**Exercise directions:**
Pull out each line of the data below that contains the string "passenger". Treat uppercase and lowercase as different, so a match must have the same case.

**Data for processing:**
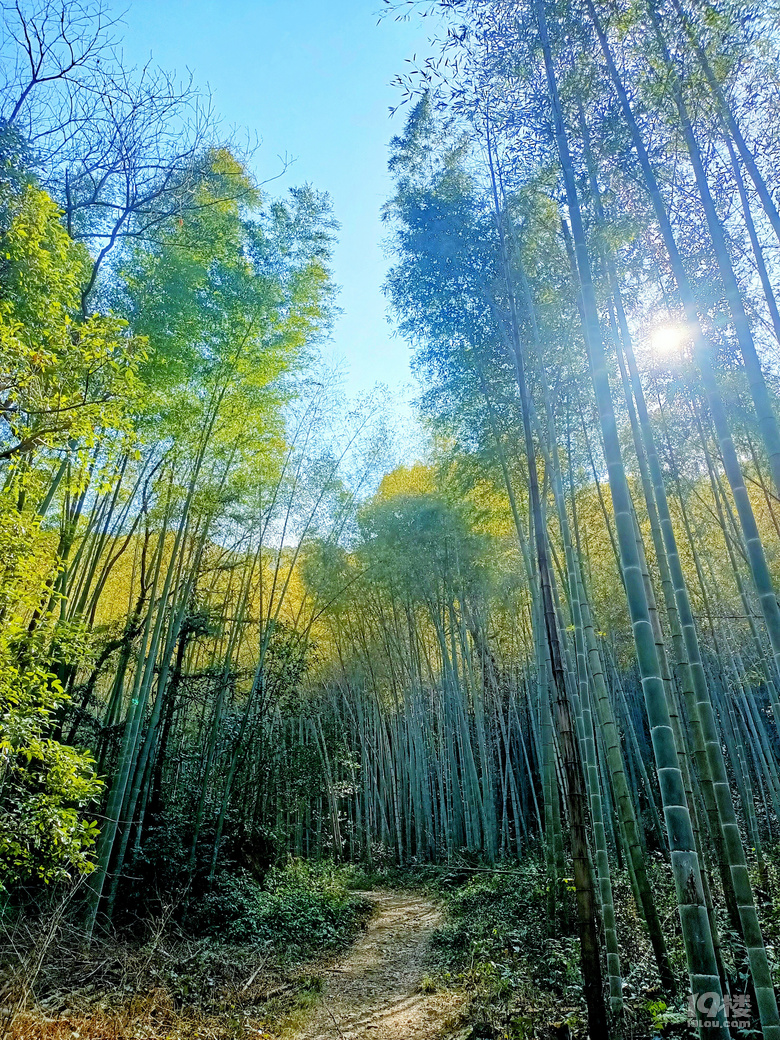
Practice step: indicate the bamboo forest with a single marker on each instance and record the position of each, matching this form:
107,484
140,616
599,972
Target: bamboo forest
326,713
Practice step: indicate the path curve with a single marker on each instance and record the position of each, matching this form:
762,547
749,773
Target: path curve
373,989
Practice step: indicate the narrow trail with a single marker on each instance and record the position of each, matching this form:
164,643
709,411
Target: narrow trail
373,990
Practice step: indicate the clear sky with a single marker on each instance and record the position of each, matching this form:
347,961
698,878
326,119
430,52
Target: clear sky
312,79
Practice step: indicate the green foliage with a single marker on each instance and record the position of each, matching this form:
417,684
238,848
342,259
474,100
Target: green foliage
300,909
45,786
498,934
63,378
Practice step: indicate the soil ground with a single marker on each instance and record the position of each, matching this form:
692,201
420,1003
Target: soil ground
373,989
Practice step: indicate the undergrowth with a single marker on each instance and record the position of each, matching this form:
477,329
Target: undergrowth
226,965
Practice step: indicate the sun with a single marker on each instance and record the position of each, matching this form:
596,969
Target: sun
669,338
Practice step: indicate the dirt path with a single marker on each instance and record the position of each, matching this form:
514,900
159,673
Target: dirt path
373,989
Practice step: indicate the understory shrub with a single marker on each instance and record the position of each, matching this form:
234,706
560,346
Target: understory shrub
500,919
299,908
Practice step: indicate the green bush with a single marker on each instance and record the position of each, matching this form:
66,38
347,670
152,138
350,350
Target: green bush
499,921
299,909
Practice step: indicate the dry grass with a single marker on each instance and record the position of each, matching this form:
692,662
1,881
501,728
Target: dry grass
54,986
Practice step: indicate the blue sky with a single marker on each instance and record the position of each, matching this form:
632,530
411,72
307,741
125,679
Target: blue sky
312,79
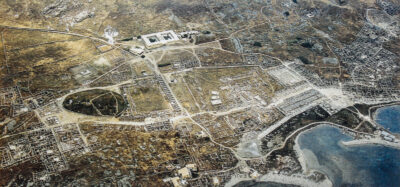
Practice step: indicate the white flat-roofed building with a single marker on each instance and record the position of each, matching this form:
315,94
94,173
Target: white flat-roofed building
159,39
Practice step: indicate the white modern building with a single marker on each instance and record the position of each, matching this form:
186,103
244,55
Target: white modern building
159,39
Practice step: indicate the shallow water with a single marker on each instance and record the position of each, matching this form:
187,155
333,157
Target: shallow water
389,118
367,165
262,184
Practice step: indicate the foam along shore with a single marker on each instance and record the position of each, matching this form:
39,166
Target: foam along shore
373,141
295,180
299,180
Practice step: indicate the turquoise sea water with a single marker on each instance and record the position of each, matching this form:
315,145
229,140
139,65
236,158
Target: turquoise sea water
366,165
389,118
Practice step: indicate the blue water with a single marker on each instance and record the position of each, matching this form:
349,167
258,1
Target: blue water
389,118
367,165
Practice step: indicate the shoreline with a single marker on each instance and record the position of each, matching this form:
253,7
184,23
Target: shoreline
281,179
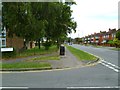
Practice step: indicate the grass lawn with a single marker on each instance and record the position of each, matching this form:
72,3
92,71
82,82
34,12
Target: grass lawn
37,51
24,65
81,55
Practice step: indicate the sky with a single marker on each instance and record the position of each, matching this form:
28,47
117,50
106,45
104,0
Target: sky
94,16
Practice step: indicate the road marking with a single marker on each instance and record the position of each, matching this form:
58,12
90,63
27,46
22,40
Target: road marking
==
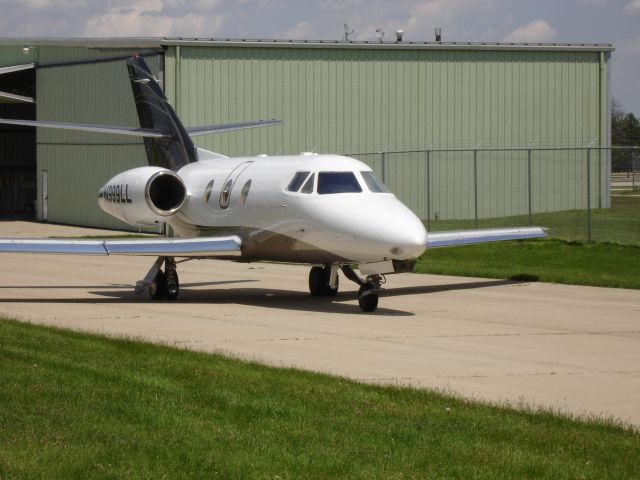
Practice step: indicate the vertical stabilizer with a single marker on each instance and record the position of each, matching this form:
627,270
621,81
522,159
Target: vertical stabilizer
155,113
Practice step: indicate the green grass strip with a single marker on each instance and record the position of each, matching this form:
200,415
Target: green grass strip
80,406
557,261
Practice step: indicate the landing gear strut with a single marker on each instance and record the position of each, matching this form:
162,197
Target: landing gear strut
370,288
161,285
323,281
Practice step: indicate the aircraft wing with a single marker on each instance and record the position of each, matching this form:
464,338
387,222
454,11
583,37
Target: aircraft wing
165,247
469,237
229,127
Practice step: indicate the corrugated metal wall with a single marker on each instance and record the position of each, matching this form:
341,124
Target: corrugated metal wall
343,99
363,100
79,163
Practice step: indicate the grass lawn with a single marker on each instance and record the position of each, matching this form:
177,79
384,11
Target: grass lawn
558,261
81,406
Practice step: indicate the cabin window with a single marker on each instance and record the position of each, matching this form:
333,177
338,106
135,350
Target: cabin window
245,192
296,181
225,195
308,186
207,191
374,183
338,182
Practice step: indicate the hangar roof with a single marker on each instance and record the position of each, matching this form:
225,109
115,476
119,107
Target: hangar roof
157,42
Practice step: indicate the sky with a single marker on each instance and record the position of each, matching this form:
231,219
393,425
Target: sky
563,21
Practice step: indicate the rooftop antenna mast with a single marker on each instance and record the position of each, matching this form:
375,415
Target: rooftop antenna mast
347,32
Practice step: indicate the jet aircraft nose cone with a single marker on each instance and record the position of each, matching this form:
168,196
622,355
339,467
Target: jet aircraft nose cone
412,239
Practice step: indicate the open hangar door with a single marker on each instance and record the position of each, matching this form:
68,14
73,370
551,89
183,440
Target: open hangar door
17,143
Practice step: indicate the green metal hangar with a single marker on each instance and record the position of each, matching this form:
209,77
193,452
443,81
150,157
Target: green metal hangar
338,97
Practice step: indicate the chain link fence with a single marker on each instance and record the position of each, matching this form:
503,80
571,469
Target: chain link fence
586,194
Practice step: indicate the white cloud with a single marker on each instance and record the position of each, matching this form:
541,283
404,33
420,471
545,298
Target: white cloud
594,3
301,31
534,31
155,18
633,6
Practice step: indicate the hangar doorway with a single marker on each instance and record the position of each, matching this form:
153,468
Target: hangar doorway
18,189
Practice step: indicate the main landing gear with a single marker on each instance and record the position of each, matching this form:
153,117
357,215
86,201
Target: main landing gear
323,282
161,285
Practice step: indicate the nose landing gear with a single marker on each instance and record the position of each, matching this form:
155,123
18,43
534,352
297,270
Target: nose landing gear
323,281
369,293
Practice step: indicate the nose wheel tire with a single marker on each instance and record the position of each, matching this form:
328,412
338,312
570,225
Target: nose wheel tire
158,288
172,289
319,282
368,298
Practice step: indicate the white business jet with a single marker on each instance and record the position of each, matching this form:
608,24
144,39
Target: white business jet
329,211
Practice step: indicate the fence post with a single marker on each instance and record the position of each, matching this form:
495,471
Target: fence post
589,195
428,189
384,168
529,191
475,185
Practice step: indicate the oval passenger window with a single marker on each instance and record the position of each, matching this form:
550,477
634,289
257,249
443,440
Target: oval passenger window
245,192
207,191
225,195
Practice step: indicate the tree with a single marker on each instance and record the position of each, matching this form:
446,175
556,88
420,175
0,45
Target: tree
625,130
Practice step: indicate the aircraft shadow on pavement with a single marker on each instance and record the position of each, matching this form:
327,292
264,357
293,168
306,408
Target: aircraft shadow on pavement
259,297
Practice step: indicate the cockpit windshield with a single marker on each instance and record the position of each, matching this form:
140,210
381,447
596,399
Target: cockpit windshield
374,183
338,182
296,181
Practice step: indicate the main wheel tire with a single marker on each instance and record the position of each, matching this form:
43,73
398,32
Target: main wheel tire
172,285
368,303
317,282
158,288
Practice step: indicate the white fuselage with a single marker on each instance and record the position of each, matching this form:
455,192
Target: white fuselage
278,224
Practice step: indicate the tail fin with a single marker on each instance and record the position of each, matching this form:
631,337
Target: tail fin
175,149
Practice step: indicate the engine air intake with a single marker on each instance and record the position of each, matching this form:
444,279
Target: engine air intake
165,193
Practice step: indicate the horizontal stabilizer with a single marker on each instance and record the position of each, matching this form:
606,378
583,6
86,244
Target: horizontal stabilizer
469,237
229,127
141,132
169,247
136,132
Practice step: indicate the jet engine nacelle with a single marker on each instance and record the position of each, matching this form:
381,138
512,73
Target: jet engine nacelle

**Correct answer:**
Practice step: indicate the oval passenger window with a single marker on each instance and record the position of each, matching this form:
Target: oval passenger window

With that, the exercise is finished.